Items from a dataset
● ● ● ●

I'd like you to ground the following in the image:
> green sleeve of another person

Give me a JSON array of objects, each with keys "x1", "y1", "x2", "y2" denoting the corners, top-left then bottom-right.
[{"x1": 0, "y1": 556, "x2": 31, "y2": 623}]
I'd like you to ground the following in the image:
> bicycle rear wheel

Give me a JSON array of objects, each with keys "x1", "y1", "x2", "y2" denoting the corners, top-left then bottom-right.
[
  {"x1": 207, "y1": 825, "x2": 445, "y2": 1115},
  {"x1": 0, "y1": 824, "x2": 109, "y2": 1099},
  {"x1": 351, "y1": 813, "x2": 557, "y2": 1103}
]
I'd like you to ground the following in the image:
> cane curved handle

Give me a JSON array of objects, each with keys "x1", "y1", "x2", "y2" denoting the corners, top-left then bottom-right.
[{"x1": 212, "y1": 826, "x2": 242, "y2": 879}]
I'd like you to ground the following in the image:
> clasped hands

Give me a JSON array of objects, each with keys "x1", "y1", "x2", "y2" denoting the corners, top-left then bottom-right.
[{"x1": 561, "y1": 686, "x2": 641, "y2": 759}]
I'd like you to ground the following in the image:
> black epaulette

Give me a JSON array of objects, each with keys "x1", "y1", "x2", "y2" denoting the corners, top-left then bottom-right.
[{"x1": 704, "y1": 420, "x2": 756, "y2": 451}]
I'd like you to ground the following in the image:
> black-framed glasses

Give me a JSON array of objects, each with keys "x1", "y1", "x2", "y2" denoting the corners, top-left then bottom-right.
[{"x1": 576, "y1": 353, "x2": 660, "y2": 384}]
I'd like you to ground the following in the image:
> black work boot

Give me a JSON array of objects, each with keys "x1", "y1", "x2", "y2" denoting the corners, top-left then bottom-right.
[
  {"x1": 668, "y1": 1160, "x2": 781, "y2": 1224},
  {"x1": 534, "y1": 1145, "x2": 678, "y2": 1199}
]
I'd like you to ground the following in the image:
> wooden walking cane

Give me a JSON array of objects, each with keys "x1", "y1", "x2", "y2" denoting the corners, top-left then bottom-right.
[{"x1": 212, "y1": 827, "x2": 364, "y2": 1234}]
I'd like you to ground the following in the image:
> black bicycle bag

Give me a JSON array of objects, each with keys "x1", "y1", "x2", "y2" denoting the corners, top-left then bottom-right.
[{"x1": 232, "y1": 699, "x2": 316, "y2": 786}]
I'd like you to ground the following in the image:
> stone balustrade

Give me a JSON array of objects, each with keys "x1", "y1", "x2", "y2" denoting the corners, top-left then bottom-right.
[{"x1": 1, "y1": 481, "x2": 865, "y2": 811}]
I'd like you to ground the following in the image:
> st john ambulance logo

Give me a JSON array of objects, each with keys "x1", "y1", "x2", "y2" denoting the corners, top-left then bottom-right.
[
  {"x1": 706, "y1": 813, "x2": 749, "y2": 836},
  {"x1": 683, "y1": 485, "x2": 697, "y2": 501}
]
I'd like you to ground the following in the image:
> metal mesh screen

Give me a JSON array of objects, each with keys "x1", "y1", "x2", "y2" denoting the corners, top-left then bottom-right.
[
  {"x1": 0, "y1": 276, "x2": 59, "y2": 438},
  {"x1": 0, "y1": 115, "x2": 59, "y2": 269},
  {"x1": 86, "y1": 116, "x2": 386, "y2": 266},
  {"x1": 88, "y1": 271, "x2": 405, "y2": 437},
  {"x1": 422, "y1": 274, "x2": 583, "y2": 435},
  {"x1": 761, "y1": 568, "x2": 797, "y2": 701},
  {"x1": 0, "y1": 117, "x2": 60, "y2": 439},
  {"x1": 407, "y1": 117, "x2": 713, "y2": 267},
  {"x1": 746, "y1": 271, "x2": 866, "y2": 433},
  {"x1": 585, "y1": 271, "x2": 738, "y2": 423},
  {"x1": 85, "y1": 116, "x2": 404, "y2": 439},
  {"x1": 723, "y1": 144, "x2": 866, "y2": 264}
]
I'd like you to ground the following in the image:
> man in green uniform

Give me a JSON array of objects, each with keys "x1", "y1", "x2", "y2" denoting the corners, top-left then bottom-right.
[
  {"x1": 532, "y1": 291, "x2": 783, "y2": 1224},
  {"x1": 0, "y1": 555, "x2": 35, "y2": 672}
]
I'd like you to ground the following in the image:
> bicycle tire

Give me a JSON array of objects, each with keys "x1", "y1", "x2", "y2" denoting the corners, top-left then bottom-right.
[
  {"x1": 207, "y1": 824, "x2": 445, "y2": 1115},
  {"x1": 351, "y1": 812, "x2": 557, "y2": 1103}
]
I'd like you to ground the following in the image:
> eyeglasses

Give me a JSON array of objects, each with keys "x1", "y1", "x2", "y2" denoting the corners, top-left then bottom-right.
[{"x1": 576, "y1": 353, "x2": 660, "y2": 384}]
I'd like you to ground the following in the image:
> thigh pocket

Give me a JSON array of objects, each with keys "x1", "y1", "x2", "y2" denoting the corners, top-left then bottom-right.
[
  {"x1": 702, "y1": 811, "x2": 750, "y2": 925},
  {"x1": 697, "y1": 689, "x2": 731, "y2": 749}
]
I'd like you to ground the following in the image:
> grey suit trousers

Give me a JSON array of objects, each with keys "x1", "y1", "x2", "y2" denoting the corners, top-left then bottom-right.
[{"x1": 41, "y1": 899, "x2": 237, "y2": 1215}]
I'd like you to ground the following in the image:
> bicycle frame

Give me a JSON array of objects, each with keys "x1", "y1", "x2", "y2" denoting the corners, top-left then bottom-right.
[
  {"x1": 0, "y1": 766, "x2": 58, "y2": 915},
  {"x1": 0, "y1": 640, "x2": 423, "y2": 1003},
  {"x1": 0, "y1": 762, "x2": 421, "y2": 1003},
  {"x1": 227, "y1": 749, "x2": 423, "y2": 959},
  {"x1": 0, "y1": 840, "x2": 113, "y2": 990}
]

● ● ● ●

#### WORK ORDER:
Across the data, pull every line containing the string "bicycle".

#### SOLUTION FOR THIS PROBLEM:
> bicycle rear wheel
> black bicycle bag
> bicycle tire
> bicycle frame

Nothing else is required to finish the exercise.